What you need to do:
Which lines in the items below contain the word "bamboo"? List every such line in full, treating uppercase and lowercase as different.

Image box annotation items:

* START *

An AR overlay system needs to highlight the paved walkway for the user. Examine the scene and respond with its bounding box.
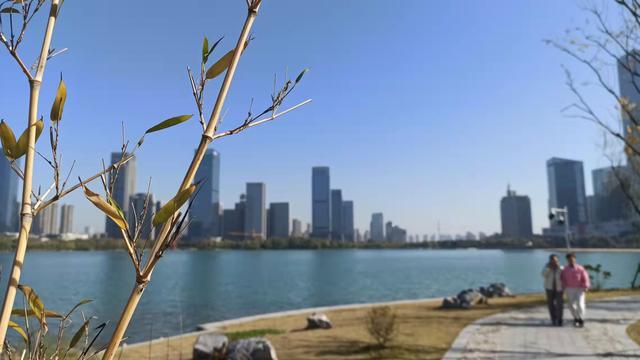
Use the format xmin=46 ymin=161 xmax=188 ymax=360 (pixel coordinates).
xmin=444 ymin=297 xmax=640 ymax=359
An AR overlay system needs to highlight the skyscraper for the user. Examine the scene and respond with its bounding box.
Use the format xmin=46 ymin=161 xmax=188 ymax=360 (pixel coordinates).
xmin=0 ymin=154 xmax=20 ymax=232
xmin=547 ymin=158 xmax=587 ymax=226
xmin=60 ymin=204 xmax=73 ymax=234
xmin=127 ymin=193 xmax=155 ymax=240
xmin=369 ymin=213 xmax=384 ymax=241
xmin=244 ymin=183 xmax=267 ymax=240
xmin=500 ymin=187 xmax=533 ymax=237
xmin=331 ymin=189 xmax=342 ymax=241
xmin=268 ymin=202 xmax=289 ymax=238
xmin=105 ymin=152 xmax=136 ymax=238
xmin=311 ymin=166 xmax=331 ymax=239
xmin=589 ymin=166 xmax=631 ymax=224
xmin=342 ymin=200 xmax=356 ymax=241
xmin=189 ymin=149 xmax=222 ymax=239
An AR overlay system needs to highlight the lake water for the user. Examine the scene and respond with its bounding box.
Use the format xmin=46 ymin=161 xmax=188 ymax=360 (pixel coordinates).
xmin=0 ymin=250 xmax=640 ymax=343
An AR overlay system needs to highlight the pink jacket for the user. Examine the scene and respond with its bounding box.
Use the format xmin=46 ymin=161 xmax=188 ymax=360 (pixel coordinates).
xmin=560 ymin=265 xmax=591 ymax=289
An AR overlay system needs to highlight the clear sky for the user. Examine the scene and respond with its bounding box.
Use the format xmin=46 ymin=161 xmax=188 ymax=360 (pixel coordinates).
xmin=0 ymin=0 xmax=620 ymax=234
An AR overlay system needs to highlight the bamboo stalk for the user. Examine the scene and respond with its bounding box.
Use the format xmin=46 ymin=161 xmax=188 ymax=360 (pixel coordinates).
xmin=102 ymin=0 xmax=261 ymax=360
xmin=0 ymin=0 xmax=60 ymax=353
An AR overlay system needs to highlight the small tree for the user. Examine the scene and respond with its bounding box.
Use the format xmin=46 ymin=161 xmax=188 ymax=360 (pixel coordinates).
xmin=367 ymin=306 xmax=398 ymax=348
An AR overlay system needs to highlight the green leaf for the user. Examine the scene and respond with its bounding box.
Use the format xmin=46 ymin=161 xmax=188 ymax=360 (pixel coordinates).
xmin=0 ymin=7 xmax=22 ymax=14
xmin=152 ymin=184 xmax=198 ymax=226
xmin=50 ymin=77 xmax=67 ymax=121
xmin=15 ymin=119 xmax=44 ymax=159
xmin=206 ymin=41 xmax=249 ymax=80
xmin=9 ymin=320 xmax=29 ymax=344
xmin=18 ymin=285 xmax=46 ymax=325
xmin=11 ymin=309 xmax=63 ymax=319
xmin=296 ymin=68 xmax=309 ymax=84
xmin=0 ymin=120 xmax=18 ymax=160
xmin=69 ymin=318 xmax=91 ymax=350
xmin=202 ymin=36 xmax=209 ymax=64
xmin=145 ymin=115 xmax=193 ymax=134
xmin=82 ymin=186 xmax=129 ymax=230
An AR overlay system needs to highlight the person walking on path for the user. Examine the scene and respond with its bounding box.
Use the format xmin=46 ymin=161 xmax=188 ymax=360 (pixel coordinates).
xmin=560 ymin=253 xmax=591 ymax=327
xmin=542 ymin=254 xmax=564 ymax=326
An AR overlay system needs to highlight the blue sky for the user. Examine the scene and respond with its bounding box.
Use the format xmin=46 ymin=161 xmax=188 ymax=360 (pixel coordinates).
xmin=0 ymin=0 xmax=620 ymax=234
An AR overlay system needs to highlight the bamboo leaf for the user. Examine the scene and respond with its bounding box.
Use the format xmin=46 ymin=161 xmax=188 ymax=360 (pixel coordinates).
xmin=152 ymin=184 xmax=198 ymax=226
xmin=11 ymin=309 xmax=62 ymax=319
xmin=82 ymin=186 xmax=128 ymax=230
xmin=9 ymin=320 xmax=29 ymax=343
xmin=296 ymin=68 xmax=309 ymax=84
xmin=50 ymin=77 xmax=67 ymax=121
xmin=15 ymin=119 xmax=44 ymax=159
xmin=0 ymin=120 xmax=18 ymax=160
xmin=69 ymin=318 xmax=91 ymax=350
xmin=0 ymin=7 xmax=22 ymax=14
xmin=18 ymin=285 xmax=46 ymax=325
xmin=145 ymin=115 xmax=193 ymax=134
xmin=202 ymin=36 xmax=209 ymax=64
xmin=206 ymin=41 xmax=249 ymax=80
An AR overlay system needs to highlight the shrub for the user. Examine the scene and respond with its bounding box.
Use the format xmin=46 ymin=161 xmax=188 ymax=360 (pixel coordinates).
xmin=367 ymin=306 xmax=398 ymax=348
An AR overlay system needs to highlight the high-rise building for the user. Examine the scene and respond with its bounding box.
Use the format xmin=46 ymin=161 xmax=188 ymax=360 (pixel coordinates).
xmin=267 ymin=202 xmax=289 ymax=238
xmin=244 ymin=183 xmax=264 ymax=240
xmin=500 ymin=187 xmax=533 ymax=237
xmin=331 ymin=189 xmax=342 ymax=241
xmin=311 ymin=166 xmax=331 ymax=239
xmin=291 ymin=219 xmax=303 ymax=238
xmin=105 ymin=152 xmax=136 ymax=238
xmin=589 ymin=166 xmax=630 ymax=224
xmin=189 ymin=149 xmax=222 ymax=239
xmin=369 ymin=213 xmax=384 ymax=241
xmin=547 ymin=158 xmax=587 ymax=226
xmin=0 ymin=154 xmax=20 ymax=232
xmin=127 ymin=193 xmax=155 ymax=240
xmin=59 ymin=204 xmax=73 ymax=234
xmin=342 ymin=200 xmax=356 ymax=242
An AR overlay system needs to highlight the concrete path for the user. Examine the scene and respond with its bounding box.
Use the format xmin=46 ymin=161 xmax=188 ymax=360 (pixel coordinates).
xmin=444 ymin=297 xmax=640 ymax=359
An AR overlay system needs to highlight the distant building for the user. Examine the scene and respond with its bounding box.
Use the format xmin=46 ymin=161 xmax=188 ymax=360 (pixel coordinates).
xmin=244 ymin=183 xmax=267 ymax=240
xmin=311 ymin=166 xmax=331 ymax=239
xmin=500 ymin=187 xmax=533 ymax=237
xmin=105 ymin=152 xmax=136 ymax=239
xmin=127 ymin=193 xmax=155 ymax=239
xmin=331 ymin=189 xmax=342 ymax=241
xmin=189 ymin=149 xmax=222 ymax=240
xmin=267 ymin=202 xmax=289 ymax=238
xmin=291 ymin=219 xmax=303 ymax=238
xmin=590 ymin=166 xmax=630 ymax=224
xmin=342 ymin=200 xmax=356 ymax=242
xmin=369 ymin=213 xmax=384 ymax=241
xmin=59 ymin=204 xmax=73 ymax=234
xmin=0 ymin=154 xmax=20 ymax=232
xmin=547 ymin=158 xmax=587 ymax=226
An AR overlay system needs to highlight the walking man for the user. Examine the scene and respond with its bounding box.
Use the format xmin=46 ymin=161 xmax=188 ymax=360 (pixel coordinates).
xmin=542 ymin=254 xmax=564 ymax=326
xmin=560 ymin=253 xmax=591 ymax=327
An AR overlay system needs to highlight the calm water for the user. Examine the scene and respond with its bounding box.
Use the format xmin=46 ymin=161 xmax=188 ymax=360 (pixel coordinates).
xmin=0 ymin=250 xmax=640 ymax=343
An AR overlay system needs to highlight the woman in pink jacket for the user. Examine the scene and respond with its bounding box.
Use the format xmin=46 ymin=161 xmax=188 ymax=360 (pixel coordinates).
xmin=560 ymin=253 xmax=591 ymax=327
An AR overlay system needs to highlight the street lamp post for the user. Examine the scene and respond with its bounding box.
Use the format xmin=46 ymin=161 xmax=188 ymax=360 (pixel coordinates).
xmin=549 ymin=206 xmax=571 ymax=249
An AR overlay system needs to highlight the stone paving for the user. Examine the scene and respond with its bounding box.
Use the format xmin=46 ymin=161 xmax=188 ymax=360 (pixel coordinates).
xmin=444 ymin=297 xmax=640 ymax=360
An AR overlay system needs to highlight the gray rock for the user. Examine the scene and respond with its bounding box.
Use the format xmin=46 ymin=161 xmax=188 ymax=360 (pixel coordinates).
xmin=193 ymin=333 xmax=229 ymax=360
xmin=226 ymin=337 xmax=278 ymax=360
xmin=307 ymin=313 xmax=333 ymax=330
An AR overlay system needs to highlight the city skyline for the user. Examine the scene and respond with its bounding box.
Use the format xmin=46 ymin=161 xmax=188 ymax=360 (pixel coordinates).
xmin=0 ymin=1 xmax=610 ymax=234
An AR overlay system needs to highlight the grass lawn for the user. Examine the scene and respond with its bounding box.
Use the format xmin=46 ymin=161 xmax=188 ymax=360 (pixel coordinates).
xmin=117 ymin=290 xmax=640 ymax=360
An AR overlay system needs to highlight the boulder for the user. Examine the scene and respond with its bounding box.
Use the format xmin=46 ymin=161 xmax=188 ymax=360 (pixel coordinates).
xmin=226 ymin=337 xmax=278 ymax=360
xmin=193 ymin=333 xmax=229 ymax=360
xmin=307 ymin=313 xmax=333 ymax=330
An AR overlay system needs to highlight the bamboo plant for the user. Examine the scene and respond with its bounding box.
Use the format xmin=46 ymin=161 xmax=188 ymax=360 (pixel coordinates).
xmin=92 ymin=0 xmax=311 ymax=359
xmin=0 ymin=0 xmax=236 ymax=352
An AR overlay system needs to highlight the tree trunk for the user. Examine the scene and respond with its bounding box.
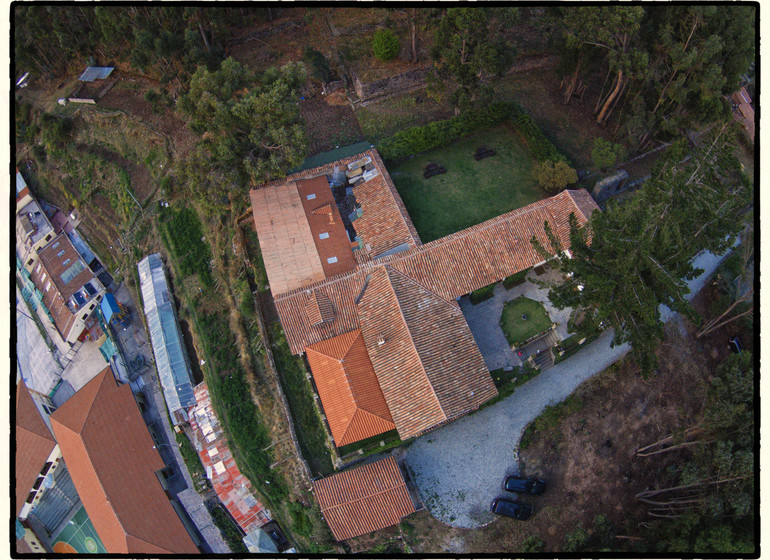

* END *

Complete answer:
An AR overlay system needs to highlight the bamboo stalk for the user. Examine the scene and respond with its bounding box.
An AR overlay system needs to highlight the bamboo leaf for the user. Examine the scene and respond with its bounding box.
An AR overlay system needs to highlight the bamboo plant for the user. Examine the scene and respond with its bounding box.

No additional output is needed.